What is needed> Write out every line of the data below as a JSON list of strings, one string per line, with blank lines skipped and the pictures left out.

Data rows>
= = =

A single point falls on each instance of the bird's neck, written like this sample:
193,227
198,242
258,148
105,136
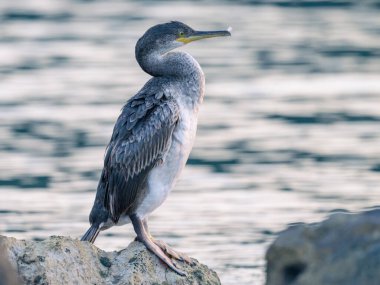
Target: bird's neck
178,66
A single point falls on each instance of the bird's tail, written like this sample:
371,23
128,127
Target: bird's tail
91,234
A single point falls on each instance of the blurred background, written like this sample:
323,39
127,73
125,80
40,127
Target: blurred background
289,130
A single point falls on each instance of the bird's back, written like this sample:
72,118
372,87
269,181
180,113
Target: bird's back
140,139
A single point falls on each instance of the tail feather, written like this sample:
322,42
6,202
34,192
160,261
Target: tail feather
91,234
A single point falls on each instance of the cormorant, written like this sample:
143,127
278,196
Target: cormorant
152,137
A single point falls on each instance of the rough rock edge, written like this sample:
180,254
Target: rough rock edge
62,260
342,250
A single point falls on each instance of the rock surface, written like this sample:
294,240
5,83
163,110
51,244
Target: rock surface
343,250
62,260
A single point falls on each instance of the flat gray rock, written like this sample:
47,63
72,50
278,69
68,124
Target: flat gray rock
62,260
342,250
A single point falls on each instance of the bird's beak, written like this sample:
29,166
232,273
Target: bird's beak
198,35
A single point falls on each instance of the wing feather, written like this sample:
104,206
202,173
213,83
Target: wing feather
141,137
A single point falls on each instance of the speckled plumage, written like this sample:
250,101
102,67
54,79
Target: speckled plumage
153,135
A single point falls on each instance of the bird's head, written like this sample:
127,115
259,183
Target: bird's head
168,36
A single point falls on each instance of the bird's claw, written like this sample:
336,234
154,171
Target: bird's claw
173,254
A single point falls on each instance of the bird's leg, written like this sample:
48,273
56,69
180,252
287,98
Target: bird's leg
146,239
166,248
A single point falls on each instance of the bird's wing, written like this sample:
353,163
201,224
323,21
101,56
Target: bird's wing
140,139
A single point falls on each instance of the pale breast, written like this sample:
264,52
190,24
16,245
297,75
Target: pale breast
162,178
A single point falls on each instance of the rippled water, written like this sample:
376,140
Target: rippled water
289,129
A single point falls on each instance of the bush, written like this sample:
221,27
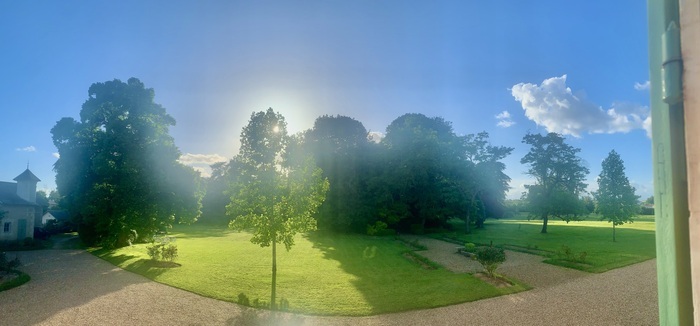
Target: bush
8,265
417,229
376,229
470,247
243,299
490,258
163,250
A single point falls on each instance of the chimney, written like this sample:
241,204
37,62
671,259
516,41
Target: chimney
26,186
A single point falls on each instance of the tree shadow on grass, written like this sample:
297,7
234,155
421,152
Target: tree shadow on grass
199,231
146,267
387,280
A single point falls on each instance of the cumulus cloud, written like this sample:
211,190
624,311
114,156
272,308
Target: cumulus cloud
201,162
504,119
643,86
554,106
375,136
26,149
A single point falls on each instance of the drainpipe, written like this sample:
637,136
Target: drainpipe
669,159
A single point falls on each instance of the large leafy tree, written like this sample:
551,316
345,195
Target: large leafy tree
339,145
616,199
278,190
486,182
420,159
559,174
118,170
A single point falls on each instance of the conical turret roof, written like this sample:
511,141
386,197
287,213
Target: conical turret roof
26,176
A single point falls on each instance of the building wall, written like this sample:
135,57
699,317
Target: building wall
12,215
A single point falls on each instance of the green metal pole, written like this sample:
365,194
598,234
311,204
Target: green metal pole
670,180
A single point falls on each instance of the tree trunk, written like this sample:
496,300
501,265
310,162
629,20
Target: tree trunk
467,223
274,274
545,218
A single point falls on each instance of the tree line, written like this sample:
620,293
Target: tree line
120,179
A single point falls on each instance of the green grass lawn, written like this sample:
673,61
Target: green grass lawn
323,274
635,241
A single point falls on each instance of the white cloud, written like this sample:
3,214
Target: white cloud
647,126
26,149
504,119
375,136
201,162
643,86
554,106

= = =

Full solution>
[
  "A single point falls on each instance of the bird's neck, written like this sample:",
  "193,227",
  "198,242",
  "258,148",
  "105,136",
  "Target: bird's neck",
  "178,66",
  "A single point falls on each instance of the bird's tail, written like this sample:",
  "371,23",
  "128,127",
  "Target: bird's tail",
  "91,234",
  "A single point falls on each instance of the blurred background, written like this sample:",
  "323,39",
  "127,73",
  "125,80",
  "40,127",
  "Target: blurred background",
  "289,130",
  "A single point falls on each instance of the bird's back, written like this sample:",
  "72,118",
  "372,87",
  "269,181",
  "180,113",
  "Target: bird's back",
  "140,139",
  "A single point falls on each instance of the tail feather, written like this sample:",
  "322,42",
  "6,202",
  "34,192",
  "160,261",
  "Target: tail feather",
  "91,234",
  "A single point falls on each instance of the cormorant, written like this sample:",
  "143,127",
  "278,196",
  "Target: cormorant",
  "152,137",
  "A single point falls on each instance of the rough rock edge, written like this sample:",
  "180,254",
  "Target: rough rock edge",
  "62,260",
  "342,250",
  "A single point falls on each instance of the rock surface, written like this sample:",
  "294,240",
  "5,83",
  "163,110",
  "51,244",
  "Target: rock surface",
  "343,250",
  "62,260",
  "A single point falls on each instance of the flat gray rock, written like this sample:",
  "47,63",
  "72,50",
  "278,69",
  "68,124",
  "Target: flat gray rock",
  "62,260",
  "342,250",
  "A single point falls on each instance of the bird's beak, written like this sample:",
  "29,166",
  "232,273",
  "Target: bird's beak",
  "198,35",
  "A single point falls on each instance of the wing feather, written like this sample:",
  "104,206",
  "202,173",
  "213,83",
  "Target: wing feather",
  "141,137",
  "A single point falls on each instance of the speckled plumage, written like this sample:",
  "250,101",
  "102,67",
  "54,79",
  "Target: speckled plumage",
  "153,135",
  "A single point falls on each instance of the bird's head, written like this sample:",
  "127,115",
  "259,183",
  "Target: bird's head",
  "168,36",
  "A single point falls on each instance of the bird's claw, written like this sample:",
  "336,234",
  "154,171",
  "Target: bird's claw",
  "173,254",
  "A single point falls on each instance of the bird's leg, written like this sample:",
  "48,273",
  "56,69",
  "180,252",
  "287,98",
  "Target: bird's leg",
  "146,239",
  "166,248",
  "A single point falls on each instance of the bird's wing, written like this sample:",
  "353,163",
  "201,224",
  "323,21",
  "101,56",
  "Target: bird's wing",
  "140,139",
  "A single point falls on each instance of the pale breast, written like this sample:",
  "264,52",
  "190,24",
  "16,245",
  "297,75",
  "Target: pale breast",
  "162,178",
  "A single point falls on each instance of the rippled water, written like this sample:",
  "376,140",
  "Target: rippled water",
  "289,129",
  "A single point falls on each instance of the bush, written like this sample:",
  "221,27",
  "Target: bush",
  "8,265",
  "417,229",
  "376,229",
  "470,247",
  "243,299",
  "490,258",
  "163,250",
  "A single point falls on each instance of the chimney, written like this sample:",
  "241,204",
  "37,62",
  "671,259",
  "516,41",
  "Target: chimney",
  "26,186",
  "A single point falls on each instance of the tree shadow on grass, written like this sample:",
  "297,7",
  "234,155",
  "421,152",
  "Target: tree shadow on grass",
  "199,231",
  "146,267",
  "387,280",
  "A single point falls on each instance of the cumulus cloud, written like this sample:",
  "211,190",
  "624,311",
  "114,156",
  "272,308",
  "Target: cumulus cloud",
  "201,162",
  "504,119",
  "643,86",
  "554,106",
  "375,136",
  "26,149",
  "A single point falls on each instance of the drainpipe, written like this sample:",
  "637,136",
  "Target: drainpipe",
  "669,159",
  "A single point falls on each instance of the large leafy tree, written like this sample:",
  "551,316",
  "345,195",
  "Target: large leafy tree",
  "339,145",
  "616,199",
  "278,190",
  "486,182",
  "420,159",
  "559,174",
  "118,170",
  "A single point falls on each instance of the conical turret roof, written like this sample:",
  "511,141",
  "386,197",
  "287,213",
  "Target: conical turret roof",
  "26,176",
  "A single point falls on each instance of the building wall, written like this sample:",
  "135,57",
  "699,317",
  "Target: building wall",
  "12,215",
  "A single point falls on each instance of the green metal pole, written like this sample:",
  "365,194",
  "598,234",
  "311,204",
  "Target: green metal pole",
  "670,180",
  "A single point falls on each instance of the tree trunk, written like this sample:",
  "496,300",
  "501,265",
  "310,162",
  "629,20",
  "Target: tree trunk",
  "467,223",
  "274,274",
  "545,218",
  "A single point falls on each instance of the tree line, written like this sample:",
  "620,293",
  "Target: tree line",
  "120,179",
  "A single point falls on each instance of the green grass lawn, written like this sample:",
  "673,61",
  "Target: green grass lawn",
  "323,274",
  "635,241",
  "A single point falls on each instance of the white cloud, written like this sample:",
  "3,214",
  "Target: white cloud",
  "647,126",
  "26,149",
  "504,119",
  "375,136",
  "201,162",
  "643,86",
  "554,106"
]